### How to complete this task
Output only the lines below that start at the line containing "Query: seagull head" and end at the line containing "Give the mask of the white", with both ends kept.

(Source data)
┌────────
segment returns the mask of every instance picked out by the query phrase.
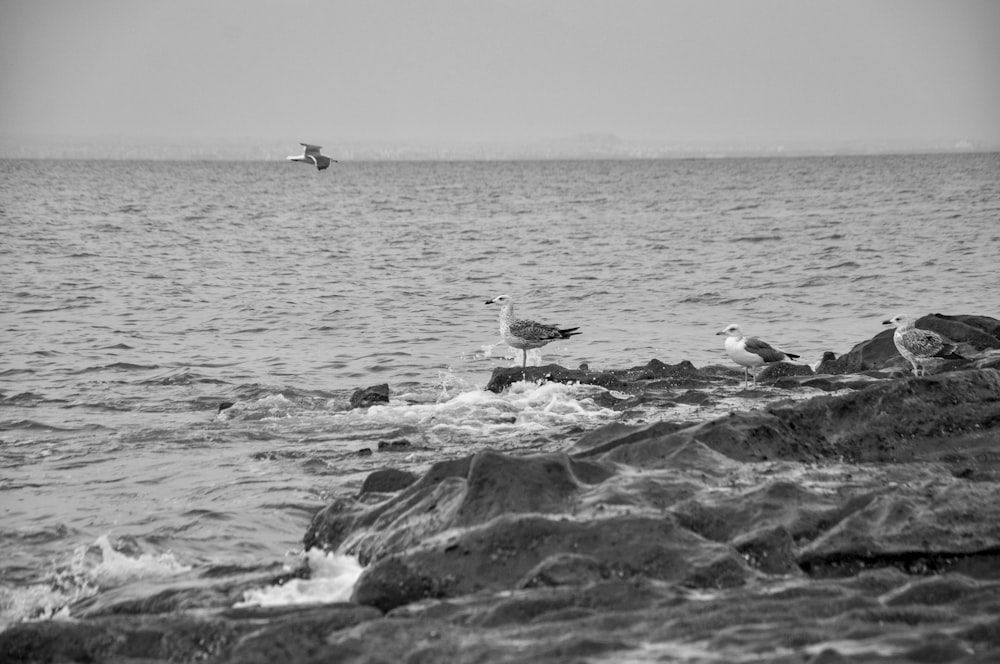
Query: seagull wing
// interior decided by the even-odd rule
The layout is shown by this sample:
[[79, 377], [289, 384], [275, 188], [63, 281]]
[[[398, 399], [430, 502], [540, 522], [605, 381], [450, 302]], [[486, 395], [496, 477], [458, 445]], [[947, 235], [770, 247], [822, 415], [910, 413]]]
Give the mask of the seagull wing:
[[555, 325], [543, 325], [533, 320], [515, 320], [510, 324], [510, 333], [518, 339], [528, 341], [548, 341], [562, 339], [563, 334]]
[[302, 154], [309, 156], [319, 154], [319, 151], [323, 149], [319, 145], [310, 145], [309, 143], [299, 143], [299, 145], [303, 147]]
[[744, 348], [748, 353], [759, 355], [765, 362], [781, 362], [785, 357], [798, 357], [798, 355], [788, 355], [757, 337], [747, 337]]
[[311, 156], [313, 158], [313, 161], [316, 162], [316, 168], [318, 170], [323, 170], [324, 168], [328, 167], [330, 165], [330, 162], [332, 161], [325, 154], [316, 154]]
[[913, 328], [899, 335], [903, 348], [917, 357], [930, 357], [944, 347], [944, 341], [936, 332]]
└────────
┌────────
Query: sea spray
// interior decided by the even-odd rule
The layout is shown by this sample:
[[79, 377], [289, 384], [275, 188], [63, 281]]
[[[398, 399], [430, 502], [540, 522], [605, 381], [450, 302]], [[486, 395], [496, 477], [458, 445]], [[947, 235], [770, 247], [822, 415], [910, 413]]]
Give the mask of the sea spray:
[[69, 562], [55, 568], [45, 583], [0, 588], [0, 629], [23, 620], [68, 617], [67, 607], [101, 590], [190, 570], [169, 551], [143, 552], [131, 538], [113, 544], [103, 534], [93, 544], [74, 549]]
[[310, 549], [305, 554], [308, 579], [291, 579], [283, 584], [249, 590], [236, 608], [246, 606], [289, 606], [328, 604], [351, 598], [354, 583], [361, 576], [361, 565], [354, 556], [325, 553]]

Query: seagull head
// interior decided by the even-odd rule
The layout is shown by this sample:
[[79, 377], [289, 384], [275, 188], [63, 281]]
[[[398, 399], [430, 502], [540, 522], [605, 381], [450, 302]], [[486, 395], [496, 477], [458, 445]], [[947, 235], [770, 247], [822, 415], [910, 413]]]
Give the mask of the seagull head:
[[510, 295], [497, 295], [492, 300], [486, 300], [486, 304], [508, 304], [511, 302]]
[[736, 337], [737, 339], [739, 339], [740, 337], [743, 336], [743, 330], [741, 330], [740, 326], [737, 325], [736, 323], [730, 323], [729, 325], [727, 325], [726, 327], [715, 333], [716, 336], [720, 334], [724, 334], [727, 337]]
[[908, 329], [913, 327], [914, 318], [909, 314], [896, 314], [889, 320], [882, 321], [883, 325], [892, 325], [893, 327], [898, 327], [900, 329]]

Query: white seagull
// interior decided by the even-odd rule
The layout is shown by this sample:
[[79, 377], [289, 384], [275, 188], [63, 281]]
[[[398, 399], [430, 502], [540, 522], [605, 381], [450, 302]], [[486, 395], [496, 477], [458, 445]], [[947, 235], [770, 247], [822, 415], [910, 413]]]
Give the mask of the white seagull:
└────────
### Expected answer
Query: seagull head
// interior decided by the even-odd rule
The layout is shown by this sample:
[[79, 377], [289, 384], [275, 188], [63, 281]]
[[[398, 399], [430, 502], [540, 522], [605, 381], [450, 302]], [[486, 395], [496, 477], [458, 445]], [[947, 235], [770, 247], [822, 415], [910, 413]]]
Give the mask of the seagull head:
[[510, 295], [497, 295], [492, 300], [486, 300], [486, 304], [508, 304], [511, 302]]
[[736, 337], [737, 339], [739, 339], [740, 337], [743, 336], [743, 330], [741, 330], [740, 326], [737, 325], [736, 323], [730, 323], [729, 325], [727, 325], [726, 327], [715, 333], [716, 336], [720, 334], [724, 334], [727, 337]]
[[908, 329], [913, 327], [914, 318], [909, 314], [896, 314], [889, 320], [882, 321], [883, 325], [892, 325], [893, 327], [898, 327], [900, 329]]

Query: white seagull
// interior decided by the even-odd rule
The layout is shown by this sample:
[[79, 377], [289, 384], [275, 188], [63, 281]]
[[[398, 399], [430, 502], [540, 522], [605, 381], [450, 302]], [[486, 395], [496, 477], [458, 445]], [[947, 235], [770, 247], [822, 415], [910, 413]]]
Give the mask of the white seagull:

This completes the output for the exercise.